Objective: Using the interview transcript below, explain in one to three sentences why Dudi Cohen says a startup like Rookout can't compromise when recruiting.

Selected excerpt:
=-=-=-=-=

Rookout's Dudi Cohen - How To Live In The Debugging Moment
Rookout’s Dudi Cohen – How To Live In The Debugging Moment
Liran Haimovitch: Welcome to The Production-First Mindset, a podcast where we discuss the world of building code from the lab all the way to production. We explore the tactics, methodologies, and metrics used to drive real customer value by the engineering leaders actually doing it. I’m your host, Liran Haimovitch, CTO and Co-Founder of Rookout. Today, we have a very special guest for you. One of my favorite debug lovers, who just happens to be Rookout’s VP of R&D, Dudi Cohen. Thank you for joining us and welcome to the show.
Dudi Cohen: Thanks for inviting me.
Liran Haimovitch: So, Dudi can you tell us a little bit more about yourself – about who you are?
Dudi Cohen: Yeah, my name is Dudi. My real name is David, but everybody calls me Dudi. I’ve been managing Rookout’s R&D for the past about two and a half years. Prior to that, I worked for the government for 10 years, doing all sorts of fun things that I can’t tell you about. And prior to that, I worked for Sepia vision. It used to be called Eyesight mobile technologies. I was one of the first employees. And prior to that, I worked at Intel Corporation. So in my career, I had my fair share of working for startups, working for enterprises, and also working for the government, in which I had the experience of being in a sort of a startup and moving on to being a full-blown enterprise. I have a wife, a child, three dogs, one cat, and I think that’s pretty much about it.
Liran Haimovitch: So today, you’re working at a startup. What are your favorite parts about that?
Dudi Cohen: Working in a startup, I think my favorite part about working in a startup is the ability to do everything, or actually the requirement to do everything. Working for a startup, not working for an enterprise pretty much has no boundaries, you don’t need to request permission to touch another piece of code, you don’t need to understand whether someone needs your help, you can just give out your help. And you can also of course, innovate, which is something that enterprises are lacking. Most enterprises. And of course, the people when you work in a startup, you can’t compromise on people, when you recruit people to a start-up, especially a small startup like Rookout, you can’t compromise, you can’t recruit someone and say, okay, he’s not that good in this area, not that good in that area but it’s pretty good in what we’re looking. Because of the small nature of startups, everybody needs to be able to do everything. And that means that if you want to change the language that we’re writing, we can’t have a developer who says I only write GO or I only write in Python, you need to be able to move people. You need everybody to be pretty much a jack of all trades.

=-=-=-=-=

Collected material:
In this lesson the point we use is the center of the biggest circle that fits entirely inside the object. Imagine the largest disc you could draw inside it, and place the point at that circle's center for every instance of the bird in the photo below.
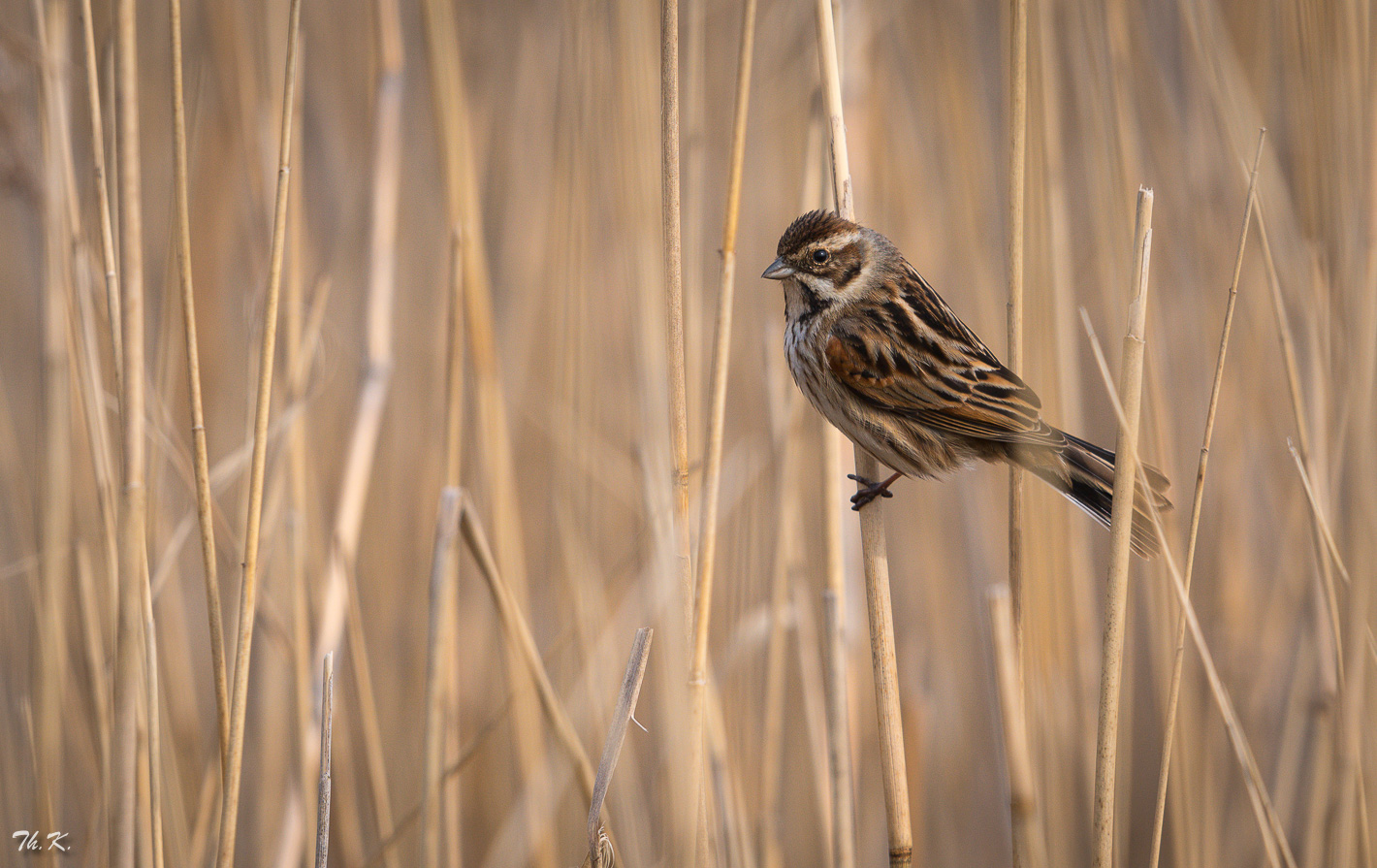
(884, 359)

=-=-=-=-=

Solution to this exercise: Because startups are small, everybody needs to be able to do everything, so a startup can't hire someone who is good only in the area being sought and weak elsewhere. If the team changes the language it writes in, it can't have a developer who writes only Go or only Python. People have to be movable, pretty much jacks of all trades.